» PROBLEM STATEMENT
Copy the passage on holiday sadness between "Good parents can" and "a spiritual exercise.", inclusive, changing "spiritual growth" to "moral development" throughout.
*** SELECTED PASSAGE
We’ve stepped into the part of the calendar year known for its celebrations, selling and, for some people, sadness. Most people invest their time in the upbeat moods of the holiday season, but some spend the whole time waiting for it to get over.
It’s as if they waited for Santa Claus, realized he wasn’t going to come, but hadn’t thought yet of becoming Santa Claus.
In some people, of course, the sadness is authentic, it comes from something real. The holidays for the first year after a major personal loss can be especially hard, almost crippling. Each holiday without a loved one primarily reminds them of the holidays with that loved one.
But for some adults holiday-related sadness is a persistent problem not connected to a specific loss. It is more of a spiritual sadness. They are sad or depressed every year at the same time. They haven’t made the change from waiting for gifts to preparing gifts.
As an adult, waiting for Santa Claus sets up almost certain disappointment. Finding ways to be Santa Claus is a recipe for satisfaction.
It is one of the differences that C.S. Lewis writes about in “The Screwtape Letters”: the hell of worrying about what is going to happen to you rather than the pleasure of considering what you will do.
Good parents can specifically help their children learn to give and, even more, to look for places and ways to give to others. It is an important way that parents attend to their children’s spiritual growth.
This is the fourth column in a series about what good parents do. The others have been about being a strong presence, building trust and using accurate information to protect children. Attending to their children’s spiritual growth is as important as the others, and considering how to give to others is a spiritual exercise.
******
*** PROVIDED MATERIAL
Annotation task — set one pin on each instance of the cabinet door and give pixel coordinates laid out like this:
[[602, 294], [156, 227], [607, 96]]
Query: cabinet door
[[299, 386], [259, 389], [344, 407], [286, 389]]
******
» TASK SOLUTION
Good parents can specifically help their children learn to give and, even more, to look for places and ways to give to others. It is an important way that parents attend to their children’s moral development.
This is the fourth column in a series about what good parents do. The others have been about being a strong presence, building trust and using accurate information to protect children. Attending to their children’s moral development is as important as the others, and considering how to give to others is a spiritual exercise.